___ Excerpted records ___

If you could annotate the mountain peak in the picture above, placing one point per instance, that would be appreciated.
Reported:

___
___ Excerpted records ___

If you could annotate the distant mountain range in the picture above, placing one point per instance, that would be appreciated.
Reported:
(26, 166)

___

* **Description of the task**
Count the lines of the records that contain the string "point", treating uppercase and lowercase as different, and give only the number.

* **Answer to the task**
2